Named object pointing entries
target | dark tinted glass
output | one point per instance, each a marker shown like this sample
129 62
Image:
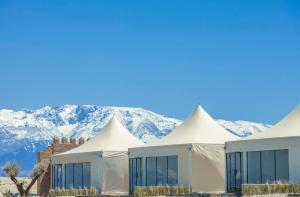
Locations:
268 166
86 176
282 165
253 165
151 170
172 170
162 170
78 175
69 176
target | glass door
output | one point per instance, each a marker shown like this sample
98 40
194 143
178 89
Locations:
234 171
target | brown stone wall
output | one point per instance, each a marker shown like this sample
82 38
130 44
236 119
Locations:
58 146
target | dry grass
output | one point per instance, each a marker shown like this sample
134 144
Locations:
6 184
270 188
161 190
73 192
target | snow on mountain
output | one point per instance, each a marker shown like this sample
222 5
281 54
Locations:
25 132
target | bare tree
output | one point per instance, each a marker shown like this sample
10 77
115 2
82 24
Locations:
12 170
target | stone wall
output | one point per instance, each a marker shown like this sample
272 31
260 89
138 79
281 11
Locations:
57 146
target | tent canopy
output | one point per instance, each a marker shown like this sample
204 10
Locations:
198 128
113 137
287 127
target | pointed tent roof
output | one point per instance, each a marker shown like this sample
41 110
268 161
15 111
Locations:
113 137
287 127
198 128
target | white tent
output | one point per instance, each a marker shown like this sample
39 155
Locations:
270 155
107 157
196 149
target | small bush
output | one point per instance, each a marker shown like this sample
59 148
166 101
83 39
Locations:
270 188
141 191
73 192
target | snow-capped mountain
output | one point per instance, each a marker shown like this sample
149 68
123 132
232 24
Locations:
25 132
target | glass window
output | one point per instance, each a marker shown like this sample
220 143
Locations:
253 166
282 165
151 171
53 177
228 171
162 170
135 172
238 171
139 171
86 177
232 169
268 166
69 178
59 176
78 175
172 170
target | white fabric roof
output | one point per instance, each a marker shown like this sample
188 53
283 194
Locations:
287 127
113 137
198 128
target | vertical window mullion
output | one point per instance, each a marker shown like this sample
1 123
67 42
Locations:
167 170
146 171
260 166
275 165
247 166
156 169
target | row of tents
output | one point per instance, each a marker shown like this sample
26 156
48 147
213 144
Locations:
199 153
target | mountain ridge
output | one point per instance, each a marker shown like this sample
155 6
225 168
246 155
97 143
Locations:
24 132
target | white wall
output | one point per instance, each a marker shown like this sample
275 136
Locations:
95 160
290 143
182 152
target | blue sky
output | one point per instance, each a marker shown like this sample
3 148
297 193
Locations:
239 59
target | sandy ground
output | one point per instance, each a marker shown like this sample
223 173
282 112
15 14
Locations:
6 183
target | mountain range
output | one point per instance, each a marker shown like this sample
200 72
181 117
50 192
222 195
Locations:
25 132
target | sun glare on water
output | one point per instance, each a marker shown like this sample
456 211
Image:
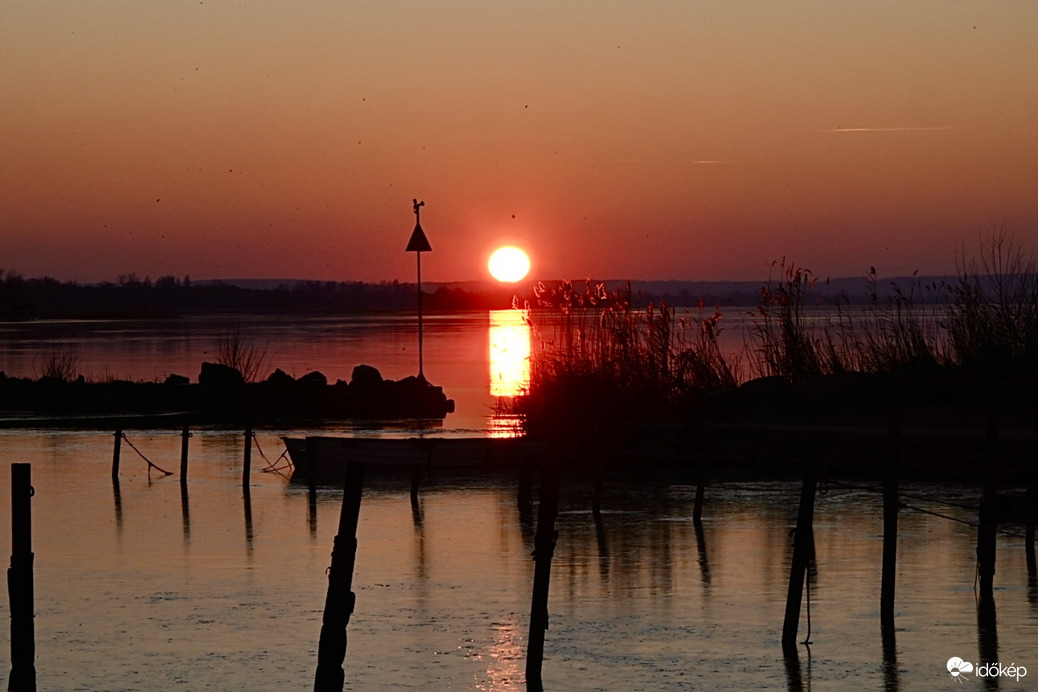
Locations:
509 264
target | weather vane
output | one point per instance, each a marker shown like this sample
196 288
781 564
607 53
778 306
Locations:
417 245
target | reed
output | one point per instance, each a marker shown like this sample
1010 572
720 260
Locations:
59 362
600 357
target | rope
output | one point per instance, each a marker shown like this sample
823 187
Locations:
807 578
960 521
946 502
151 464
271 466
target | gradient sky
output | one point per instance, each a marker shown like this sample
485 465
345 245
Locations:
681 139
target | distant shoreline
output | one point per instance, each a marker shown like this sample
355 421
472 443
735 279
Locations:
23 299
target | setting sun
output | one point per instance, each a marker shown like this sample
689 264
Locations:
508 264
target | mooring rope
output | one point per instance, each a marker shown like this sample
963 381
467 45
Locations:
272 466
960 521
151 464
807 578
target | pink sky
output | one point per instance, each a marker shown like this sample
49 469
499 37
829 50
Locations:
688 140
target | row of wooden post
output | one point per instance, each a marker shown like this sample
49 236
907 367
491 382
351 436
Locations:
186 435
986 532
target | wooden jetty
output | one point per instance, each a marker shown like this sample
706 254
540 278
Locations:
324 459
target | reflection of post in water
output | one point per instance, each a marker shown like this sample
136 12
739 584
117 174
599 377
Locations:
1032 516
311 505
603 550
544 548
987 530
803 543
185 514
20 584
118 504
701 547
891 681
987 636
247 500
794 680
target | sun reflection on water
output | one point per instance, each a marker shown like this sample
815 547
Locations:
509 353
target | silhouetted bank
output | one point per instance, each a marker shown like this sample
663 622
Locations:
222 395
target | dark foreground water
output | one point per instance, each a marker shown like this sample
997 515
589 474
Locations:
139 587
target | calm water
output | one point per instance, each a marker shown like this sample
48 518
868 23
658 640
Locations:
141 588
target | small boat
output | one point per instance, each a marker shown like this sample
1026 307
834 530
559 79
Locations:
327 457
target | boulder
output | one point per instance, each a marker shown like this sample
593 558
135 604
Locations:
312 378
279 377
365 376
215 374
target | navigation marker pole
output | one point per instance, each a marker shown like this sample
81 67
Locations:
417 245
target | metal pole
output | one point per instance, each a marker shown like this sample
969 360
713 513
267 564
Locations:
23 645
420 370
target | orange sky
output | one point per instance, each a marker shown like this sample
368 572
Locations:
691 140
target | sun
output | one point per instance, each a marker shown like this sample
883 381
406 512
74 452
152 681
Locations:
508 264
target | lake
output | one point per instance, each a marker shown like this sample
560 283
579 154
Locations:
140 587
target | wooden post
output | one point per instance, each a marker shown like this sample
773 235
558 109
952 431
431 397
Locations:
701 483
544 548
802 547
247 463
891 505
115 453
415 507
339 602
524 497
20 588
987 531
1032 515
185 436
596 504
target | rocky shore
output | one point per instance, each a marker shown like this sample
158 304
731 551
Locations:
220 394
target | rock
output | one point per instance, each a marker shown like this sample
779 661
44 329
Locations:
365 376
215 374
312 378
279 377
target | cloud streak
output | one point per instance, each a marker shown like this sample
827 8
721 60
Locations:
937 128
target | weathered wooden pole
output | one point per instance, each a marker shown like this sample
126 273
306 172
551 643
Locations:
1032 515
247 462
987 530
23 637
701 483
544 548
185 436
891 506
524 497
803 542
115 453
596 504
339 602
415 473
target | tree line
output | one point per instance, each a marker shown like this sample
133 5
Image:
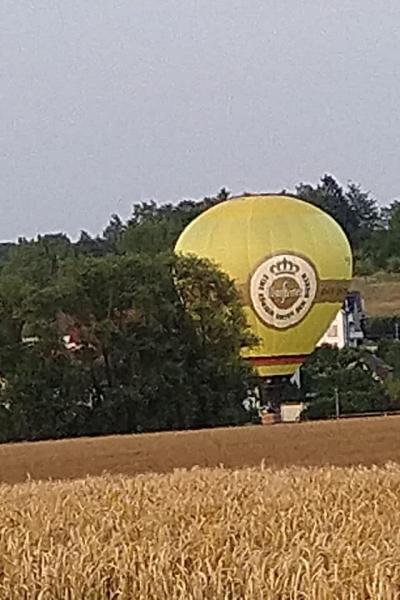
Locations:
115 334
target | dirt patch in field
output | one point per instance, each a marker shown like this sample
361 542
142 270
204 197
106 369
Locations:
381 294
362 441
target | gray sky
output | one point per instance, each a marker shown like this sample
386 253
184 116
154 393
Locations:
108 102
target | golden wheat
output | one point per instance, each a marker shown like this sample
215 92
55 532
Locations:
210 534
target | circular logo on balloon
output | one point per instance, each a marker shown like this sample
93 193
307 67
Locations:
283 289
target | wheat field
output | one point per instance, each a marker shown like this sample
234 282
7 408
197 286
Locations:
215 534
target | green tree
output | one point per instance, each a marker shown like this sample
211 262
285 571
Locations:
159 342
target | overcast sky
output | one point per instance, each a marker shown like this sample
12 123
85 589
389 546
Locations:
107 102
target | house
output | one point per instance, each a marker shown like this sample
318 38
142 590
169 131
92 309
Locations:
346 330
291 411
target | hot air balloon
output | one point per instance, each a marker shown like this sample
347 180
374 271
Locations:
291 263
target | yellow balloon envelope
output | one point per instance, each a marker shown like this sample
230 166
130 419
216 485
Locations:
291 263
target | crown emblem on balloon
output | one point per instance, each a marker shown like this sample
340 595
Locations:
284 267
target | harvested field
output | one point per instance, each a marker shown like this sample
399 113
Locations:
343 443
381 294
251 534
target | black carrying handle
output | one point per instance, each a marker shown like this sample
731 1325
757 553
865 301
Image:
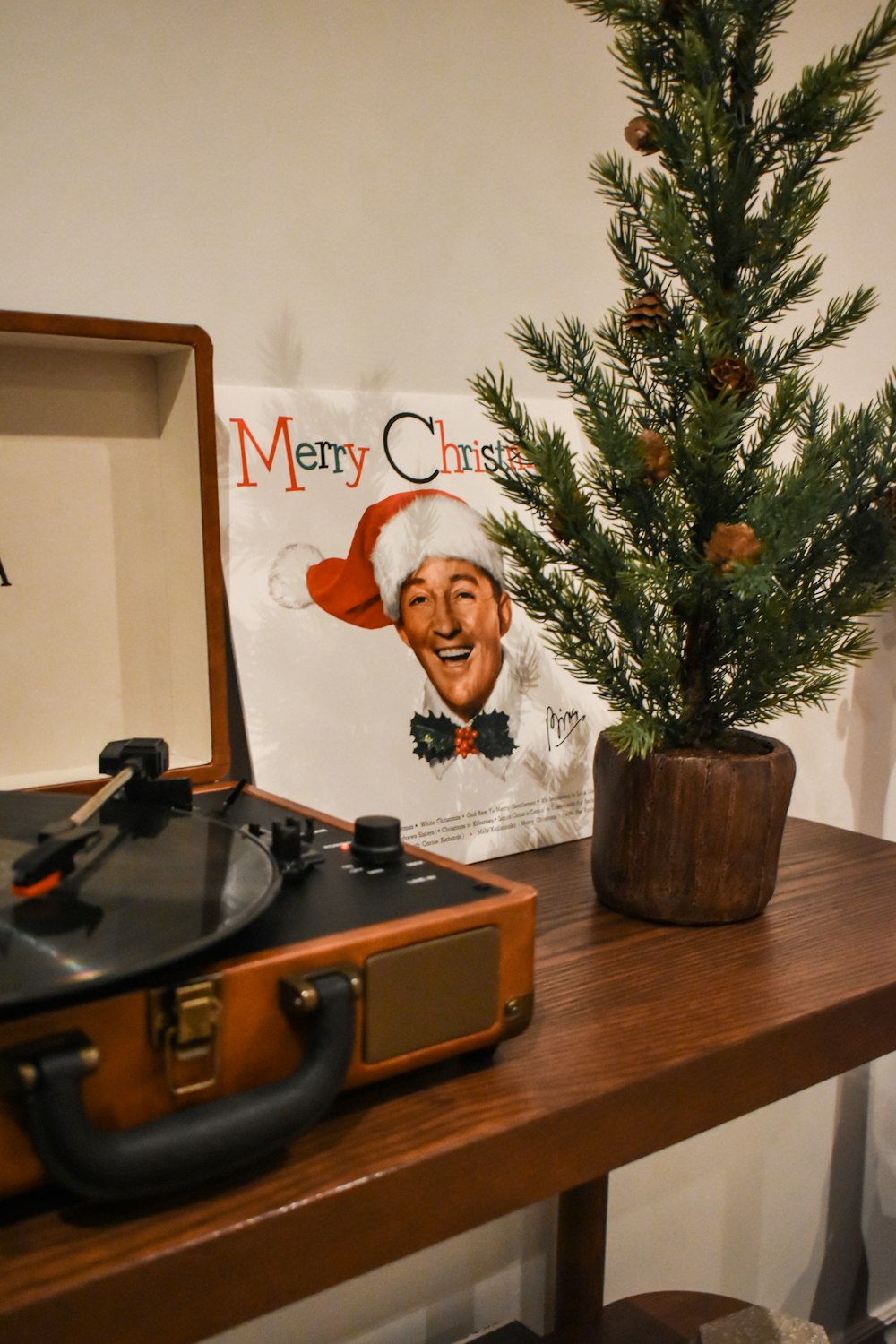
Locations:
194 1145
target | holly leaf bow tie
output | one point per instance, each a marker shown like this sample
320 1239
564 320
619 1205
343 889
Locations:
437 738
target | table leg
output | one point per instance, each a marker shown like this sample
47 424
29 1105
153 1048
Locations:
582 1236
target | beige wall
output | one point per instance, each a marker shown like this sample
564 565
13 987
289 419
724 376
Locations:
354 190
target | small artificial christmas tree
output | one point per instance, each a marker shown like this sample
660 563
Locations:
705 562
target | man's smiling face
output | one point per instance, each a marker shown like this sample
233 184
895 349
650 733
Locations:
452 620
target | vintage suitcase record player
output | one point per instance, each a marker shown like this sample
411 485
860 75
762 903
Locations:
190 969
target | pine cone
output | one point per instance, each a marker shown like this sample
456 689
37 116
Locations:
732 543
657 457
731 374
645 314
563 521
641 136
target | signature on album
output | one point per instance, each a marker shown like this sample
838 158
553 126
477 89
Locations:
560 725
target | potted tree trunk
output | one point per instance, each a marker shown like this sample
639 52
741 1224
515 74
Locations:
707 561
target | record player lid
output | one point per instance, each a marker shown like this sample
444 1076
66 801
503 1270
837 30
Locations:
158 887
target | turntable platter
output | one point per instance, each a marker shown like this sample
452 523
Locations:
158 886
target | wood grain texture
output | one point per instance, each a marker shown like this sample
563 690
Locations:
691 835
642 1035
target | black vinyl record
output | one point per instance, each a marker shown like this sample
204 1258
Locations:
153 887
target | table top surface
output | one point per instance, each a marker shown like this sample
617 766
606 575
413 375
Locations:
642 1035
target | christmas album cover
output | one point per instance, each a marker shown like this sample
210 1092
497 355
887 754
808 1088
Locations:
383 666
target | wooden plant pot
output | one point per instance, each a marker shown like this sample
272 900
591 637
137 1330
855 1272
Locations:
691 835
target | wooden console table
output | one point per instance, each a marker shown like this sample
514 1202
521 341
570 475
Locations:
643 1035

**EXERCISE DESCRIPTION**.
Nothing outside the span should appear: transcribe the lines from the one containing "target | record player lid" through the last line of the records.

**TASK RESULT**.
target | record player lid
output | one point per instance, each a marker shown like this sample
444 1076
66 801
503 1270
837 30
Locations:
158 887
target | turntable platter
output | one point per instance, each a marker shown like this sample
452 523
Locations:
158 886
target | wood grain texture
output | one point per instance, each a marker shown like this sample
563 690
Locations:
691 835
642 1035
target | black vinyl record
output | one point per instance, each a marker shown like this sample
204 1258
Locations:
153 887
target | table top surface
output | one point per instance, each a marker shown like this sample
617 766
606 575
413 375
Locations:
642 1035
target | christmas album cover
output | one point per instance, each a marker shown like this sample
210 1092
497 355
887 754
808 1088
Locations:
383 666
target | wooden plant pot
output | one point per instance, each a marker shown like this sample
272 900
591 637
137 1330
855 1272
Locations:
691 835
target | wooden console table
output | one point per instance, each a marker shown like this sample
514 1202
521 341
570 475
Locations:
643 1035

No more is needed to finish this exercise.